──────── WORKING DATA ────────

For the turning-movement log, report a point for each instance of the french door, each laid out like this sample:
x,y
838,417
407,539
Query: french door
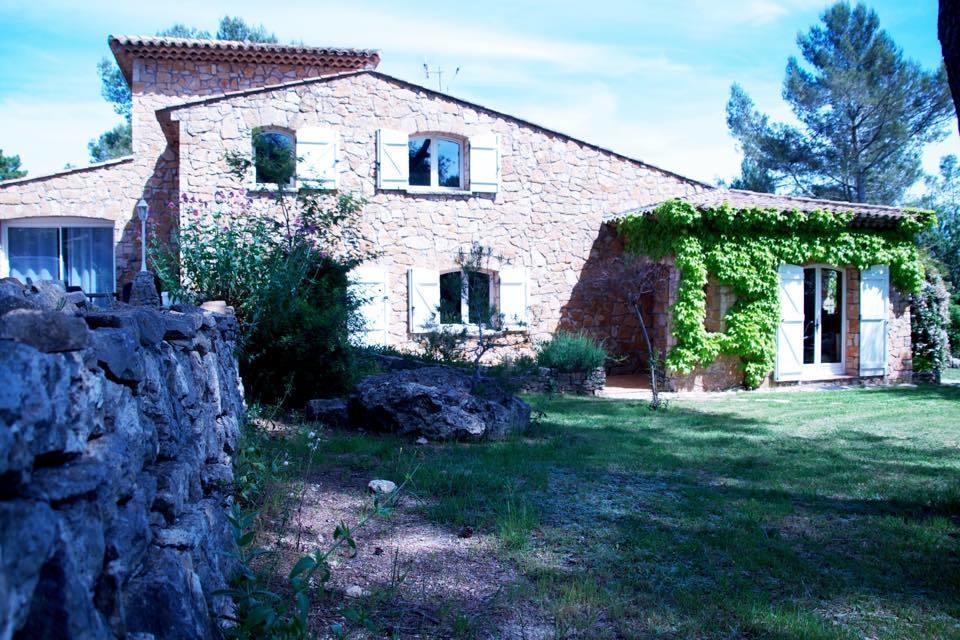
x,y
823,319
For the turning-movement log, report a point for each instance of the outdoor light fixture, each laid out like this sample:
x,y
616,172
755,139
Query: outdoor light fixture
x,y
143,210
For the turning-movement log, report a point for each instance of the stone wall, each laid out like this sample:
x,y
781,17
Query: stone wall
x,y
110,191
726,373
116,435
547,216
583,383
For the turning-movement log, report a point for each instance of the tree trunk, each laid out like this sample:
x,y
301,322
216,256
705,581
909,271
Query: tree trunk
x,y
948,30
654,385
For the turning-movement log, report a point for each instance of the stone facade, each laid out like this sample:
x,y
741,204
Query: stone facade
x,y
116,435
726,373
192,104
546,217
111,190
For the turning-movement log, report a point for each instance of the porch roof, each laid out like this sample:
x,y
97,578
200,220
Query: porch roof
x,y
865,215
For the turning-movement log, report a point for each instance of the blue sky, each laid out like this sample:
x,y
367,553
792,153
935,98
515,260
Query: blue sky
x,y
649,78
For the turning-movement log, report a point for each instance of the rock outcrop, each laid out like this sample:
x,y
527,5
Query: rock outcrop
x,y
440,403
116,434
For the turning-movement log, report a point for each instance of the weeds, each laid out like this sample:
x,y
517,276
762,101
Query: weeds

────────
──────── WORKING DATA ────────

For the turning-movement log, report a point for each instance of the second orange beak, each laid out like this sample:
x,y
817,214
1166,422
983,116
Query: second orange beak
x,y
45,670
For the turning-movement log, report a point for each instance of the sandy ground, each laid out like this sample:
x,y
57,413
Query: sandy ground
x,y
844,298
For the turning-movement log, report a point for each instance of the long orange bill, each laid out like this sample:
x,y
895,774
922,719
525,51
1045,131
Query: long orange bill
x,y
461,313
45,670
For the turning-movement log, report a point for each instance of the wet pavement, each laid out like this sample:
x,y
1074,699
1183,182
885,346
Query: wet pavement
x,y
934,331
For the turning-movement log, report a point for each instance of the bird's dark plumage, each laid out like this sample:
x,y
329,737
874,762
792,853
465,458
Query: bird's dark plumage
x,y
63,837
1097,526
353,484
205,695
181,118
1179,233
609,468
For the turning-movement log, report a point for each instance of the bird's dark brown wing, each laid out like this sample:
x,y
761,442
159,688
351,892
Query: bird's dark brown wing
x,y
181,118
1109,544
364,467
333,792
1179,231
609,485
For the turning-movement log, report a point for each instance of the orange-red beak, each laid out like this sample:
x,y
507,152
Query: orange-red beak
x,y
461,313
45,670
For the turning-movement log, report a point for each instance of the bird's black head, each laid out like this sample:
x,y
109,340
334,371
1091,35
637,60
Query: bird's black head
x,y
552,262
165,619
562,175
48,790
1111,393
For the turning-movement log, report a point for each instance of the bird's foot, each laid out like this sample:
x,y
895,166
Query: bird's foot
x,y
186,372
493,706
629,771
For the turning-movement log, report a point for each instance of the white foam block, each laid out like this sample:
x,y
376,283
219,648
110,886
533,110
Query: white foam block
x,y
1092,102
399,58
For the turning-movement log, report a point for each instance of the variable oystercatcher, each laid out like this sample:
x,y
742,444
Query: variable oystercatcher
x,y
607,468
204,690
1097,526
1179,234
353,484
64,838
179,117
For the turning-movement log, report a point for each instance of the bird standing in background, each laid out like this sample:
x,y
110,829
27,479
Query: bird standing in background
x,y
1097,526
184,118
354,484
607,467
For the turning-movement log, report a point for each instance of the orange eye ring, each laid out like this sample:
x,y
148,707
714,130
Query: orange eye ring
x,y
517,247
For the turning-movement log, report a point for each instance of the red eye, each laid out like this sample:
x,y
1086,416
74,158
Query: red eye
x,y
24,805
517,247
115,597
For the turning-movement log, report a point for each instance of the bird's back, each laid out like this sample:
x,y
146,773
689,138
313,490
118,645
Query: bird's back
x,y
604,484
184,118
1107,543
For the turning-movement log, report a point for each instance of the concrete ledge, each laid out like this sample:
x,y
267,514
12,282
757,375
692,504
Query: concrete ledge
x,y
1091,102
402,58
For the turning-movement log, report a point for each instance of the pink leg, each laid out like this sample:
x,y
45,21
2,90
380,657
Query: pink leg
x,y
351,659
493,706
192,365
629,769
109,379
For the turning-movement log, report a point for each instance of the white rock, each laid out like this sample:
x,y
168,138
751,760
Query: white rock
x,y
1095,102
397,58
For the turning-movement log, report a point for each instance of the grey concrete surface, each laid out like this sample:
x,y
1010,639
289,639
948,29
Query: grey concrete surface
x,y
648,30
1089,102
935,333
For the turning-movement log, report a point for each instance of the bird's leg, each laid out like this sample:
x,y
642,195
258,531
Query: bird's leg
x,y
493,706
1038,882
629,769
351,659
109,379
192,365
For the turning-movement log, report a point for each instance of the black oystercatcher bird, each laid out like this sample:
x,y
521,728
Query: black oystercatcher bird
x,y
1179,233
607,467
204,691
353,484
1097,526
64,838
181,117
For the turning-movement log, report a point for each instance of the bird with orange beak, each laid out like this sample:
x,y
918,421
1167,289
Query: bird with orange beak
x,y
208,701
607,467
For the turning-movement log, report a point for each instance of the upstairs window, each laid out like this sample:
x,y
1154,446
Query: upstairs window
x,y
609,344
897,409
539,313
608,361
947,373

────────
──────── WORKING DATA ────────

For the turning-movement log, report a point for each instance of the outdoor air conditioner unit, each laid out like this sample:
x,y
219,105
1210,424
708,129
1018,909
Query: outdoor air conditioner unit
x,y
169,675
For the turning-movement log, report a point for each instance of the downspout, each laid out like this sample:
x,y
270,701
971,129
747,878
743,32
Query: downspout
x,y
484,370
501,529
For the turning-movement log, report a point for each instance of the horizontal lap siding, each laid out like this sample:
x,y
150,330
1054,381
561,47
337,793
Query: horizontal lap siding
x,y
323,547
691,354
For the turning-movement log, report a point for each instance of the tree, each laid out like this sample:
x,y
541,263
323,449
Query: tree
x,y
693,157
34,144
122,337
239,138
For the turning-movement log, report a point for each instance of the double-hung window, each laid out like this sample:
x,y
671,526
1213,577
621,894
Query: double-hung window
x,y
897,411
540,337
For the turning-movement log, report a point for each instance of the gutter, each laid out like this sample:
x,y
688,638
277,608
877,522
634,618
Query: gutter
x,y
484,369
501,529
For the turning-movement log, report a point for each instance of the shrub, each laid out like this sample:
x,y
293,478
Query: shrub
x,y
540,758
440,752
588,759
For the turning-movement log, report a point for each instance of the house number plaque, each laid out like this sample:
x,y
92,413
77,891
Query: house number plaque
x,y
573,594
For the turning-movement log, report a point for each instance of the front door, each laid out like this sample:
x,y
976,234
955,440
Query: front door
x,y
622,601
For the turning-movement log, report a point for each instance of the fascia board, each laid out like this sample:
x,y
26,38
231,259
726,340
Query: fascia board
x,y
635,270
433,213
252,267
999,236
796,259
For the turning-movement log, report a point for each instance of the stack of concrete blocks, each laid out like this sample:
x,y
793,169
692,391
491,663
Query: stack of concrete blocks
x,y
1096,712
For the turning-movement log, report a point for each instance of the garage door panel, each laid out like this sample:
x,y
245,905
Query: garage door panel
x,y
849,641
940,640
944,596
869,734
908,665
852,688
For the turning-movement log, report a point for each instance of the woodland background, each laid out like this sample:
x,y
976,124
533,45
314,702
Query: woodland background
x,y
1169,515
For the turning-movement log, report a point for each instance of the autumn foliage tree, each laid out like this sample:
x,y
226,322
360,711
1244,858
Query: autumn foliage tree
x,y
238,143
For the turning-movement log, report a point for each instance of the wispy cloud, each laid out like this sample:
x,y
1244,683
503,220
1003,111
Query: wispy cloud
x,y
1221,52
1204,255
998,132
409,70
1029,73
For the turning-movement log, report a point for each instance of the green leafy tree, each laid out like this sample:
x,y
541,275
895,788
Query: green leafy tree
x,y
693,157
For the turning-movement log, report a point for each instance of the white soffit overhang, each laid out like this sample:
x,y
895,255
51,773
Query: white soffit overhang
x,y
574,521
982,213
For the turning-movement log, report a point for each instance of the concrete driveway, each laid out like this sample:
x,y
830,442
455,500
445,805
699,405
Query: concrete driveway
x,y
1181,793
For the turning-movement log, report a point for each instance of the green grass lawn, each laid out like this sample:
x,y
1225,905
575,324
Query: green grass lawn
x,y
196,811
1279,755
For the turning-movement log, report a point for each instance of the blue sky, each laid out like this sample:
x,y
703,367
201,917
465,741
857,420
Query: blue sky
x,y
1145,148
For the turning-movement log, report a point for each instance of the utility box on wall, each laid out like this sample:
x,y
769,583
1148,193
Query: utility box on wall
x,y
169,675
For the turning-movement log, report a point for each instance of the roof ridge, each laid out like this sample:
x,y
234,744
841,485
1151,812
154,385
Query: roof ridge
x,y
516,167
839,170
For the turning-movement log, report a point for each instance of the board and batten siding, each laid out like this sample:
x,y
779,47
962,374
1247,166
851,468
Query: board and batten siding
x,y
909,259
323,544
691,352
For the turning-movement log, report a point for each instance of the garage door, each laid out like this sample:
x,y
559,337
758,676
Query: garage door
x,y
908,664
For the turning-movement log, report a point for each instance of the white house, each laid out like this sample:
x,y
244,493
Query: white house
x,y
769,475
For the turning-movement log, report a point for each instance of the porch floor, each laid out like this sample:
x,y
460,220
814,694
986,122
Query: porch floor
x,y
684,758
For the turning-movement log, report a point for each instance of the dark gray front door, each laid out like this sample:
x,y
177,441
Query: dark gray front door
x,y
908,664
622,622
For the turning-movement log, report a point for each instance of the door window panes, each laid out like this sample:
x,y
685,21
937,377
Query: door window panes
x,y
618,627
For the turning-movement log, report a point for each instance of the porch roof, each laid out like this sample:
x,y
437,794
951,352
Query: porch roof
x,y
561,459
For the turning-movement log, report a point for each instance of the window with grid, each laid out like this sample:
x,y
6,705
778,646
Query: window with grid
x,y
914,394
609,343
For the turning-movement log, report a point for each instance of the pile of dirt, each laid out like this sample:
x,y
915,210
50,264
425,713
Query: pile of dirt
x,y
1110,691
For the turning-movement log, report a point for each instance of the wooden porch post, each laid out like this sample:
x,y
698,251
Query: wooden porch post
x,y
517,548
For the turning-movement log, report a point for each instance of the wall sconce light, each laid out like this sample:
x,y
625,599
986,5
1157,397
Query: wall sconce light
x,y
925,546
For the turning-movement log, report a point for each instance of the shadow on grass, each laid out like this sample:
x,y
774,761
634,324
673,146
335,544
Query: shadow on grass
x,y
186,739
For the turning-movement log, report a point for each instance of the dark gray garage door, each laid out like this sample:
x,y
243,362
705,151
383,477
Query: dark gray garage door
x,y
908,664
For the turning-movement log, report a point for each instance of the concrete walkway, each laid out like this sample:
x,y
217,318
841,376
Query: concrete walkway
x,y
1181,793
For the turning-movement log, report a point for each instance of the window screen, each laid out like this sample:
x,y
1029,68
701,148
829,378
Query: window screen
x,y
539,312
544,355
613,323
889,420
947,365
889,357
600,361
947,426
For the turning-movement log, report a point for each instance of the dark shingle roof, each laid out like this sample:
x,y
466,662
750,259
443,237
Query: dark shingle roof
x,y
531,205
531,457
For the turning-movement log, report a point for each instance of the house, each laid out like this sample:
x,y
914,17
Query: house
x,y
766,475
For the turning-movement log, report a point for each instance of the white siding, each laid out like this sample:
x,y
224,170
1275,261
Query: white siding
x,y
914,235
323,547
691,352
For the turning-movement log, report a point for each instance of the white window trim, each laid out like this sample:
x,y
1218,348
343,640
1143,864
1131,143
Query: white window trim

────────

**PROBLEM DESCRIPTION:**
From the records above, pull out each line that contains the word "plumage" and copy it in full.

**RESULT OF THE TASK:**
For the turning-movement log, report a point for each instance of the bird's dark plumage, each laid out like this sample:
Query: bird's dark plumage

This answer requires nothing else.